▼▼▼

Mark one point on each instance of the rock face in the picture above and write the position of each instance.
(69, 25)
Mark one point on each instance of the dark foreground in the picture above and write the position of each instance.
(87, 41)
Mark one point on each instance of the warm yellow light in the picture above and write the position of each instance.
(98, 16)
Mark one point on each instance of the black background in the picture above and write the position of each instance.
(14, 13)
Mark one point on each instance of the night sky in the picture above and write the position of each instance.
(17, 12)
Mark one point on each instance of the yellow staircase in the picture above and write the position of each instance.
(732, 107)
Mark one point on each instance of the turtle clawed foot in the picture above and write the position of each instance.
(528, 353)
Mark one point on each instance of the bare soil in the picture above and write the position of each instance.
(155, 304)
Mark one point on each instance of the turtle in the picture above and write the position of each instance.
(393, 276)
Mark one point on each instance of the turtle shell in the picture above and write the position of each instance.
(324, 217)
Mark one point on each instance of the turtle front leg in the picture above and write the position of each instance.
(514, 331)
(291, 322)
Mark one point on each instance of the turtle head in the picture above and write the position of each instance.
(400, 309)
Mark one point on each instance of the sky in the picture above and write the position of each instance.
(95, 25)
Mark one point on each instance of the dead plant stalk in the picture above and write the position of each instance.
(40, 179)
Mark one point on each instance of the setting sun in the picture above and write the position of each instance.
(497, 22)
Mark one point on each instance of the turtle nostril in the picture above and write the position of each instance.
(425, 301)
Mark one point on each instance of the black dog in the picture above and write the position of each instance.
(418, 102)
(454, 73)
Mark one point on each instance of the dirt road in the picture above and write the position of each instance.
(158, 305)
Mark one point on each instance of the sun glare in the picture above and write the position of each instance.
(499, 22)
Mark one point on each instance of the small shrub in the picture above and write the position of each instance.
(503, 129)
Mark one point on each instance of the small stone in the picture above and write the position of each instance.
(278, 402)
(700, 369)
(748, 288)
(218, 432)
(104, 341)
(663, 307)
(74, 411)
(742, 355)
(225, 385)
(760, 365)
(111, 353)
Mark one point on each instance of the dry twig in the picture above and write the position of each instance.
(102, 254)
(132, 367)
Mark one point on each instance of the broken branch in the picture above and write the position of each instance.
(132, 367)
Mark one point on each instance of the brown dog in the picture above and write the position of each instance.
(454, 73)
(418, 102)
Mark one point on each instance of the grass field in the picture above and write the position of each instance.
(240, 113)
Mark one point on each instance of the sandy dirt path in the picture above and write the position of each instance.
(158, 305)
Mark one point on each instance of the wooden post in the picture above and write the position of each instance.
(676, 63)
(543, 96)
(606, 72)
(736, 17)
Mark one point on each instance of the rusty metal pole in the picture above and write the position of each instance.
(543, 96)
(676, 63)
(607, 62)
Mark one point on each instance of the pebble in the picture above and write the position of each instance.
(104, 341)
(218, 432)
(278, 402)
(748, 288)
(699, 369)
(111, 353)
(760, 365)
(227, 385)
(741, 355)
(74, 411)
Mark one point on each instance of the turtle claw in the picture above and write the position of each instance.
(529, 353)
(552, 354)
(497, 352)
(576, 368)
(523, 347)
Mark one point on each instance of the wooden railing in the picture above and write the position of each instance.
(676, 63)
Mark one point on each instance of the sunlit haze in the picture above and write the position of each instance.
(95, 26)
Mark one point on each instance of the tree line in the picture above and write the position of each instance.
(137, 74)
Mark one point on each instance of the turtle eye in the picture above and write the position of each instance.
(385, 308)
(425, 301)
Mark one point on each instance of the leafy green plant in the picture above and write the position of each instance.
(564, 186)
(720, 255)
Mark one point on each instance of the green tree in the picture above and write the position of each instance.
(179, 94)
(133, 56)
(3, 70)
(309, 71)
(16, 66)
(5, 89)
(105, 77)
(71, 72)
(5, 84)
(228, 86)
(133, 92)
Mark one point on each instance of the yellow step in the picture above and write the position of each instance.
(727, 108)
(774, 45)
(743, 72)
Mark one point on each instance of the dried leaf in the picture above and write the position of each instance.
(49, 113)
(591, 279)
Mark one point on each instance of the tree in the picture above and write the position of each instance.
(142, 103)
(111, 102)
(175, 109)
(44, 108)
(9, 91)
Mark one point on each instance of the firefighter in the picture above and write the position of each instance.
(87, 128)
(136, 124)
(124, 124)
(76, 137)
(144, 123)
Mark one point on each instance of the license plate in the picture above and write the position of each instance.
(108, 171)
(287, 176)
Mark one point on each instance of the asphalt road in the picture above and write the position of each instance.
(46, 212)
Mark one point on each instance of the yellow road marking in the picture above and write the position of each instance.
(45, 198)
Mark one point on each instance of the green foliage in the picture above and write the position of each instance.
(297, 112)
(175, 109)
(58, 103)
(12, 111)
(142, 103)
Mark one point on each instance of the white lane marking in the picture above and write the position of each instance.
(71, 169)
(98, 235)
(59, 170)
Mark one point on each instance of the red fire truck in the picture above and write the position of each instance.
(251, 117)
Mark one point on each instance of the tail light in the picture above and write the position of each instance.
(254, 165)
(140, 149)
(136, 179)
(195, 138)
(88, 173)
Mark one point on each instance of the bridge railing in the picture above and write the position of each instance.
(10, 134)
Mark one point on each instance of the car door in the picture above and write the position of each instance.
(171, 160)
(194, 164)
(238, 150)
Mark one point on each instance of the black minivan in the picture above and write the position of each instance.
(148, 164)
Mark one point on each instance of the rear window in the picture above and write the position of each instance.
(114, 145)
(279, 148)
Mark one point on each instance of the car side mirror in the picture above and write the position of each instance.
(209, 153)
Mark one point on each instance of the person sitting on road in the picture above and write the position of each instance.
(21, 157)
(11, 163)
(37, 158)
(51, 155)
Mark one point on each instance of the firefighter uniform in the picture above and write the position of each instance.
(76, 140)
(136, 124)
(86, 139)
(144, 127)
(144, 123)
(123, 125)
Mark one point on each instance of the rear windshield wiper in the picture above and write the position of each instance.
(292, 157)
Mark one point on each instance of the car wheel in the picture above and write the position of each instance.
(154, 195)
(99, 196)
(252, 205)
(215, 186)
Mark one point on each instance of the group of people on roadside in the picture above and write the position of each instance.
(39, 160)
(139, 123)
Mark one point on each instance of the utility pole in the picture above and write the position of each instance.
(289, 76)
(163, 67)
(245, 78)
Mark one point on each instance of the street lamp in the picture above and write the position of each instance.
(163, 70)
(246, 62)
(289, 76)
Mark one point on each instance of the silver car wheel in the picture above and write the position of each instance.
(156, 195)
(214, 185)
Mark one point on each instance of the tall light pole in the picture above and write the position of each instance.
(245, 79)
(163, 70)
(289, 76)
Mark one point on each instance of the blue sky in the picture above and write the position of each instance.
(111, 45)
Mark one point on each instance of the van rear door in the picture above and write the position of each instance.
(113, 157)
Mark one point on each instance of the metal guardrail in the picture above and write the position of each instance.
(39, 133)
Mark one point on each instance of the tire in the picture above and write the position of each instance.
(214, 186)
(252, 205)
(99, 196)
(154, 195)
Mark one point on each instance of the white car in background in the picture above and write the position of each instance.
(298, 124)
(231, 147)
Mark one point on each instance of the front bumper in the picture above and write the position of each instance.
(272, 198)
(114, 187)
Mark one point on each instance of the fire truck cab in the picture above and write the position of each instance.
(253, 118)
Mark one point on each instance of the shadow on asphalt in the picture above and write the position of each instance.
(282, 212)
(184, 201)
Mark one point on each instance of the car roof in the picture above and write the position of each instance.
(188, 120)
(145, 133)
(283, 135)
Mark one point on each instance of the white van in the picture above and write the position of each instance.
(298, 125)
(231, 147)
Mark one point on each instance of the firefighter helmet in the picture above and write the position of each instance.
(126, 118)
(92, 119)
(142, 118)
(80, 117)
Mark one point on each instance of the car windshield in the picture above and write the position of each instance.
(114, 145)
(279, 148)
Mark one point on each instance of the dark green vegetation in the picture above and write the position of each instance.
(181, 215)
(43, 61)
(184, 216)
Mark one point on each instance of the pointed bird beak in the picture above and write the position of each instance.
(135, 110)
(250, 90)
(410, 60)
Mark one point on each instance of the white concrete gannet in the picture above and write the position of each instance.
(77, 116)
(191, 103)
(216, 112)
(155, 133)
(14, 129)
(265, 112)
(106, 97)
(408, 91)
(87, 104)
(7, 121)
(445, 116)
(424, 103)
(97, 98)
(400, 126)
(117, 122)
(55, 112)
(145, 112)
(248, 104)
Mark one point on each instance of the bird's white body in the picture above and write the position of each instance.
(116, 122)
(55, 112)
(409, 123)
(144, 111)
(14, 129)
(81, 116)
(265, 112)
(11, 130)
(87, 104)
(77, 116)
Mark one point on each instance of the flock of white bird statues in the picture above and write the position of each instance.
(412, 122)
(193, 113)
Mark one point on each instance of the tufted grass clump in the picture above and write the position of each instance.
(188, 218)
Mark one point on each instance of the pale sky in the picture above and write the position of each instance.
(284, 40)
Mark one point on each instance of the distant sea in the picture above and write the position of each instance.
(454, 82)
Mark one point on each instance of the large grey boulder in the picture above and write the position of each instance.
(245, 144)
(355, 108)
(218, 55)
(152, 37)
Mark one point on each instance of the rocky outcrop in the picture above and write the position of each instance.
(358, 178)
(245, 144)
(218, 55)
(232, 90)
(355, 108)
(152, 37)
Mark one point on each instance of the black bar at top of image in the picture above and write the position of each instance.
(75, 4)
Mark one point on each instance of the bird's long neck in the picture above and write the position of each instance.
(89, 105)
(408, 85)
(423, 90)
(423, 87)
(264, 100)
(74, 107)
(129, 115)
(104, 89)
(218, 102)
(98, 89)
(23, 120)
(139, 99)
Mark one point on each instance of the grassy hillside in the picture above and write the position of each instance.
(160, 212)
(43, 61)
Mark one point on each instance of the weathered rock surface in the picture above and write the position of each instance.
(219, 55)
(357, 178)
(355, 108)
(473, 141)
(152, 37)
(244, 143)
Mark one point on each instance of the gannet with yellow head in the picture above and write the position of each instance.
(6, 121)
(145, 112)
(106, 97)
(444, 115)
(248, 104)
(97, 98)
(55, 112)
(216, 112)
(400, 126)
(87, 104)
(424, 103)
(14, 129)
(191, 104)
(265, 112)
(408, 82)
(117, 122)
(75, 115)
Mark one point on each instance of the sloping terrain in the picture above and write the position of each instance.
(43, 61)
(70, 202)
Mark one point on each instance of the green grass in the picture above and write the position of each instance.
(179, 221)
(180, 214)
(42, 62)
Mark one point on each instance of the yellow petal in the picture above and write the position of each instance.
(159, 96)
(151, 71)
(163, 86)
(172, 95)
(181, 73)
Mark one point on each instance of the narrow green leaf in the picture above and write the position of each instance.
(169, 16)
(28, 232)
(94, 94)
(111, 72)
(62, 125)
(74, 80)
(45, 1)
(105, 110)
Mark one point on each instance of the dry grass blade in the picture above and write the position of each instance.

▲▲▲

## EXERCISE DETAILS
Starting at the line that contains "Mark one point on each instance of the sloping", print every line through the end of the listing, word for word. Leave out all the rest.

## EXERCISE RESULT
Mark one point on each instance of the sloping terrain in the picture above and write the position of each instance.
(43, 61)
(70, 202)
Mark one point on each instance of the green grass in the picture above and write the position of each instance.
(179, 221)
(180, 214)
(42, 62)
Mark one point on each instance of the yellow petal in the picture above and write the position of each instance.
(159, 96)
(151, 71)
(163, 86)
(172, 95)
(181, 73)
Mark one point on each instance of the narrow green leaf in the picture above and write the position of each instance.
(169, 16)
(28, 232)
(94, 94)
(111, 72)
(62, 125)
(74, 80)
(45, 1)
(105, 110)
Mark one point on each instance of the dry grass blade in the picture above and write the position of each instance.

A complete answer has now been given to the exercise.